■ **Working data**:

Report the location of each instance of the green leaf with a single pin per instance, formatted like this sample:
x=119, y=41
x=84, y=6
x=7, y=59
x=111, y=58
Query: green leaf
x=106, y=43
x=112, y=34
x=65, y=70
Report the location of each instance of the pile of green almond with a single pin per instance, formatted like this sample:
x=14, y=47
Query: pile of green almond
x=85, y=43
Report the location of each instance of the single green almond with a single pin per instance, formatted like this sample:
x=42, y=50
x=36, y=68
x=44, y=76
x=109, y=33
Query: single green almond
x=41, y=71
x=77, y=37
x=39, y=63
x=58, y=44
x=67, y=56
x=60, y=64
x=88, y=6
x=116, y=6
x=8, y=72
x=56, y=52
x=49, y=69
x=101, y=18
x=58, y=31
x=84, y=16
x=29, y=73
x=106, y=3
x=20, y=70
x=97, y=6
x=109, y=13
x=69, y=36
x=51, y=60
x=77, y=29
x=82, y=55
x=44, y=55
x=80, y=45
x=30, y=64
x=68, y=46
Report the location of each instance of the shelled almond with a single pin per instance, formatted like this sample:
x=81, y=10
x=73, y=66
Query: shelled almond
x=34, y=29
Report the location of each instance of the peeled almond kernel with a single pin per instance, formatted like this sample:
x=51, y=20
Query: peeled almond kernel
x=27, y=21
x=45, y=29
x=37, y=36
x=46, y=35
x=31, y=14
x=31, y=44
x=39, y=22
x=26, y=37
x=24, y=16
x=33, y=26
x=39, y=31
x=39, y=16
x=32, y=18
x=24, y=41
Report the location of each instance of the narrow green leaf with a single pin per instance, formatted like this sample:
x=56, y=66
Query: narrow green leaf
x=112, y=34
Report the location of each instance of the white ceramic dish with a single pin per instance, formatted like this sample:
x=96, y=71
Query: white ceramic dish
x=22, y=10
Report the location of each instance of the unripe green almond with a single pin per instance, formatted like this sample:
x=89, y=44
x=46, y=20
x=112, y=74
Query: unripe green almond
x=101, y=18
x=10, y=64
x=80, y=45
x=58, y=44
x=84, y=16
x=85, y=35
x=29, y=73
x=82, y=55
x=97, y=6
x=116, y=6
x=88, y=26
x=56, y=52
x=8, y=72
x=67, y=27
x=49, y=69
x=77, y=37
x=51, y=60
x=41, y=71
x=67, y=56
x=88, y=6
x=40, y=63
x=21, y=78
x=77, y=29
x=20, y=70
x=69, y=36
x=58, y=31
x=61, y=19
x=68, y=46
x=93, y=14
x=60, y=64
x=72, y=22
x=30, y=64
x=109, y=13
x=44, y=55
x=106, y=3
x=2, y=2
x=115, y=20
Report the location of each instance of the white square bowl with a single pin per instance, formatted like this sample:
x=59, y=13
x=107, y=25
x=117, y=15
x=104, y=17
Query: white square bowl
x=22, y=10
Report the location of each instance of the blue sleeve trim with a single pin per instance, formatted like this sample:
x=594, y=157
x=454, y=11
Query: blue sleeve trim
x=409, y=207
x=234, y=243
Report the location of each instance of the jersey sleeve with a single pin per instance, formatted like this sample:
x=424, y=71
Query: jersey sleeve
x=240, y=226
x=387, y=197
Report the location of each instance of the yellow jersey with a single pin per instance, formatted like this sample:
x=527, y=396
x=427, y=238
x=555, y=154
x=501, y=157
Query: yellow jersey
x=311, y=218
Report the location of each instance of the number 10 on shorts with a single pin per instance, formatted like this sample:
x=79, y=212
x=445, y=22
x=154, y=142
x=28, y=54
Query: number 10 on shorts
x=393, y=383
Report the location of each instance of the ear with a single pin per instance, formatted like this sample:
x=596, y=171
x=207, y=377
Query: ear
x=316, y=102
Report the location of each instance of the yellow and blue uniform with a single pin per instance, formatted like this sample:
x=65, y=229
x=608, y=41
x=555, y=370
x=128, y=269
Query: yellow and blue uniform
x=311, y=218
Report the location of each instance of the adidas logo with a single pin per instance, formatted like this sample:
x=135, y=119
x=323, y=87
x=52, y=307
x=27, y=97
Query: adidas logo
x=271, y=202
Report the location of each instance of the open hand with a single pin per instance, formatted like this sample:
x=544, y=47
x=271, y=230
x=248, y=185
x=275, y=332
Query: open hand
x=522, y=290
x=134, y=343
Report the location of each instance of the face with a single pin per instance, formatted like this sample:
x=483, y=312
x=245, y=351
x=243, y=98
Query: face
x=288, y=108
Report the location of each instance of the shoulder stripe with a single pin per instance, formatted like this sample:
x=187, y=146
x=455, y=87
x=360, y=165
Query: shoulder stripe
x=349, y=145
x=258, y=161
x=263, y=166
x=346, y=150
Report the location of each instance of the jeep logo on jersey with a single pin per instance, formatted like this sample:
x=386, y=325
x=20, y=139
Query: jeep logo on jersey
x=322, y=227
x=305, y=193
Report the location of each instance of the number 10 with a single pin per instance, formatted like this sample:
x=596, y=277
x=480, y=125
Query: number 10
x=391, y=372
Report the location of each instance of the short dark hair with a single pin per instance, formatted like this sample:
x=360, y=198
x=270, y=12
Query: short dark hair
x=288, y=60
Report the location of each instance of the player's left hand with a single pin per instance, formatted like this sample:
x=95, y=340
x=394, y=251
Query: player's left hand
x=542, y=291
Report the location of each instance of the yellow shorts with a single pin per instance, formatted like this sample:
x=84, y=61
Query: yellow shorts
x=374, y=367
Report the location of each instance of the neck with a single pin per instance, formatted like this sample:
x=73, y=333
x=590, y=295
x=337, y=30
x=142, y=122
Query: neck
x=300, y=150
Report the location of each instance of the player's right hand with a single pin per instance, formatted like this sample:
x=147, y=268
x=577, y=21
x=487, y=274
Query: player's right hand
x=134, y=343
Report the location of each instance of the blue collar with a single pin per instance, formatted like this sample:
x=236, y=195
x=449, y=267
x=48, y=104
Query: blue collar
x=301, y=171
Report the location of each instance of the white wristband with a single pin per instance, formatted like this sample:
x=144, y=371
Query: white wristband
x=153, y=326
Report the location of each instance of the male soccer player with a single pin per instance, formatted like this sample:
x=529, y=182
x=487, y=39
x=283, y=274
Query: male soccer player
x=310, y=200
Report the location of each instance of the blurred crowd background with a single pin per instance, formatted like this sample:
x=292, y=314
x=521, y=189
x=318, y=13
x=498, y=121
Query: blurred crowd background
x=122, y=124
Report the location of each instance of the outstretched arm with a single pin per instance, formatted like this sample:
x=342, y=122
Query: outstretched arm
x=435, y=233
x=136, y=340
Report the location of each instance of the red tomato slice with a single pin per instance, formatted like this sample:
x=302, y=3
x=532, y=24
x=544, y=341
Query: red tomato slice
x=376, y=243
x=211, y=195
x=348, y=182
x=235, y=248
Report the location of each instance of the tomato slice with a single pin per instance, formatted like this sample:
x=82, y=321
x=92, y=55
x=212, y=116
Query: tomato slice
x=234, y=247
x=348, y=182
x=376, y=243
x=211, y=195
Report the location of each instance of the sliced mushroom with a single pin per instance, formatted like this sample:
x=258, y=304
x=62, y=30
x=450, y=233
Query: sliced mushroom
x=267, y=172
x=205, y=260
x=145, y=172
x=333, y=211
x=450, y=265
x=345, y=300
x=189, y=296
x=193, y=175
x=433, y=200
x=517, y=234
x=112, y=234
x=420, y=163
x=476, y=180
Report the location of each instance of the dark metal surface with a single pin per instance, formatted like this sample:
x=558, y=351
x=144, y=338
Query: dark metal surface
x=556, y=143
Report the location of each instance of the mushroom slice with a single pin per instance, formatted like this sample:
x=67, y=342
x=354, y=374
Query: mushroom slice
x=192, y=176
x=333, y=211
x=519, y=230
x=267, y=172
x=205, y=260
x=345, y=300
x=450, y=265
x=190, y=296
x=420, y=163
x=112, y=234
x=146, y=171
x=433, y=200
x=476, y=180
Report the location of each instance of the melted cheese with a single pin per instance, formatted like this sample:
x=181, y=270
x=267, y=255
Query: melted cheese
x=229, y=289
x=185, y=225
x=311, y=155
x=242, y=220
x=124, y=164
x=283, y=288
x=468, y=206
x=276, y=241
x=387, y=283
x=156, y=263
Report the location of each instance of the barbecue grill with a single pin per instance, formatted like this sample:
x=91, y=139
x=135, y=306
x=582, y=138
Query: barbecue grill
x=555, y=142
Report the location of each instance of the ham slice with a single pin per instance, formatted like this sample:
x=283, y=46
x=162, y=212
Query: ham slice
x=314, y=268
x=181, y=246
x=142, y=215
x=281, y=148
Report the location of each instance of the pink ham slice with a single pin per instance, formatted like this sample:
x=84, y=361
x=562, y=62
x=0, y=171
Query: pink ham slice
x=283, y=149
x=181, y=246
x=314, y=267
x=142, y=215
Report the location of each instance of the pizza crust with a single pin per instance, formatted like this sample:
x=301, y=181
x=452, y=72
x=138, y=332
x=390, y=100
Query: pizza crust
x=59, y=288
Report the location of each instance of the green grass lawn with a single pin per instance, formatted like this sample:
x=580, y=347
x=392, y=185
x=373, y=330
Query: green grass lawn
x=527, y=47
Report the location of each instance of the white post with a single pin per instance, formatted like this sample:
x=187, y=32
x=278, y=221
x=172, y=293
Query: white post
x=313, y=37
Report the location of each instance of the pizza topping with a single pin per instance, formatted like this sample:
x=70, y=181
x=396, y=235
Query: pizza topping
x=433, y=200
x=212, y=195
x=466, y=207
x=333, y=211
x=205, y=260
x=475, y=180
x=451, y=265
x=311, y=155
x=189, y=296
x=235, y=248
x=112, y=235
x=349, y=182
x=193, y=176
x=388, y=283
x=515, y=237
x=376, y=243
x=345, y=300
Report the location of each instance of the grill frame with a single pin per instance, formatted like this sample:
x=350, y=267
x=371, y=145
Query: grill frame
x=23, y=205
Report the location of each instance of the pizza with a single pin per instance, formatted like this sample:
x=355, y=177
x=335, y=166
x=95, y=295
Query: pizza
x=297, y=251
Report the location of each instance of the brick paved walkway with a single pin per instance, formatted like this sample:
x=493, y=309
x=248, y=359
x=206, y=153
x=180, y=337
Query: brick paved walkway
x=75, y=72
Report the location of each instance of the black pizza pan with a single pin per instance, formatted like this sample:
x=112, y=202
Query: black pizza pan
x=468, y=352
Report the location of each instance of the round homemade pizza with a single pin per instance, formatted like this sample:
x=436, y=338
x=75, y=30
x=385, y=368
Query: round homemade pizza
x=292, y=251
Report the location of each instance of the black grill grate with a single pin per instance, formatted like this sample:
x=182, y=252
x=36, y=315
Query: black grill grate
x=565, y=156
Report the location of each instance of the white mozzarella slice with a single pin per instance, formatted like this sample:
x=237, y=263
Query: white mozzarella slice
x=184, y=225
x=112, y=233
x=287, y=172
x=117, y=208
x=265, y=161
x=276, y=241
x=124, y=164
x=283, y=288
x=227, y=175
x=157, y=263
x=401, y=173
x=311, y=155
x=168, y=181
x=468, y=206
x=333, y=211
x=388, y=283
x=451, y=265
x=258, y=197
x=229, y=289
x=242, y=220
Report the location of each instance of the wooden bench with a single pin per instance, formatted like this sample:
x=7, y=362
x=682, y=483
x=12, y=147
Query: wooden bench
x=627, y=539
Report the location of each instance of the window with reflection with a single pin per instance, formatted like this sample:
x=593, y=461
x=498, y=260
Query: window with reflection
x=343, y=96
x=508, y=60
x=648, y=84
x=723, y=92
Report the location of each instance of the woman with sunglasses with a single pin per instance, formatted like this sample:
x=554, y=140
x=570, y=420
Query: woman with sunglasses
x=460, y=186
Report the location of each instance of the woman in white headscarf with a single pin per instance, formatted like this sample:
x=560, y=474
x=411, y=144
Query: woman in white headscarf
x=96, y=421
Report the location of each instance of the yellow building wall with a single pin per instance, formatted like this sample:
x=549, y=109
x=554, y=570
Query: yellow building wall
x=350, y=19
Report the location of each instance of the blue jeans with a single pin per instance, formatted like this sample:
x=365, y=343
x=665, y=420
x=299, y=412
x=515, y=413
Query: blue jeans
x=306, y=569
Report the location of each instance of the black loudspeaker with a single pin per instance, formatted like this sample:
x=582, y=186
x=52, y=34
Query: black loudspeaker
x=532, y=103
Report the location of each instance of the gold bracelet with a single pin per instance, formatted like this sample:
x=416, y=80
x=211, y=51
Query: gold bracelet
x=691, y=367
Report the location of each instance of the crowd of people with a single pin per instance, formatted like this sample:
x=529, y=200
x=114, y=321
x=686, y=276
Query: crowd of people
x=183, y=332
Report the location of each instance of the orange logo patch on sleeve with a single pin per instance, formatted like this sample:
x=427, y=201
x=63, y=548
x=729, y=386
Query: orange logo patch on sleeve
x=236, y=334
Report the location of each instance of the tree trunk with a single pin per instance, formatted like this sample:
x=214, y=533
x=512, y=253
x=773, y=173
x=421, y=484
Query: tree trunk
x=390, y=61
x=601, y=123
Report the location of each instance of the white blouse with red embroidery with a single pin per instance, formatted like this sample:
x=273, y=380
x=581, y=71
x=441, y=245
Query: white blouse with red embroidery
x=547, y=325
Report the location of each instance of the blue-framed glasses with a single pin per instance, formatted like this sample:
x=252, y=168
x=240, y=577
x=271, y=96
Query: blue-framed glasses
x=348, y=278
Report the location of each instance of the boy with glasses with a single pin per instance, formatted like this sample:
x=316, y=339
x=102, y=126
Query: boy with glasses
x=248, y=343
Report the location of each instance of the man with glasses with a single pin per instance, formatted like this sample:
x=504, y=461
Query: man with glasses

■ **Required work**: Please rewrite the stretch from the line containing "Report the location of each instance of the open" through the line containing "x=374, y=367" as a JSON list of strings, one string per line, leaving out any blank lines.

■ **Solution**:
[
  "Report the location of each instance of the open hand with a single pin per instance, formatted like this sample:",
  "x=544, y=47",
  "x=271, y=230",
  "x=248, y=185",
  "x=275, y=332",
  "Query: open hand",
  "x=522, y=290",
  "x=134, y=343",
  "Report the location of each instance of the face with a single pin per instance, formatted like this sample:",
  "x=483, y=312",
  "x=245, y=351",
  "x=243, y=98",
  "Query: face",
  "x=288, y=108",
  "Report the location of each instance of the shoulder stripe with a single pin per instance, formatted like this sample:",
  "x=187, y=146",
  "x=455, y=87",
  "x=360, y=165",
  "Query: shoulder stripe",
  "x=349, y=145",
  "x=258, y=161",
  "x=263, y=166",
  "x=346, y=150",
  "Report the location of each instance of the jeep logo on jersey with a single pin per instance, formatted like this sample:",
  "x=386, y=325",
  "x=20, y=139",
  "Query: jeep logo on jersey",
  "x=322, y=227",
  "x=305, y=193",
  "Report the location of each instance of the number 10 with a single pin per instance, formatted like this sample:",
  "x=596, y=277",
  "x=480, y=125",
  "Query: number 10",
  "x=391, y=372",
  "Report the location of each instance of the short dark hair with a single pin per instance, formatted like this sample:",
  "x=360, y=198",
  "x=270, y=12",
  "Query: short dark hair",
  "x=288, y=60",
  "Report the location of each instance of the player's left hand with a single pin per instance, formatted like this sample:",
  "x=95, y=340",
  "x=394, y=251",
  "Query: player's left hand",
  "x=542, y=291",
  "Report the location of each instance of the yellow shorts with a single pin per instance, formatted like this sample:",
  "x=84, y=61",
  "Query: yellow shorts",
  "x=374, y=367"
]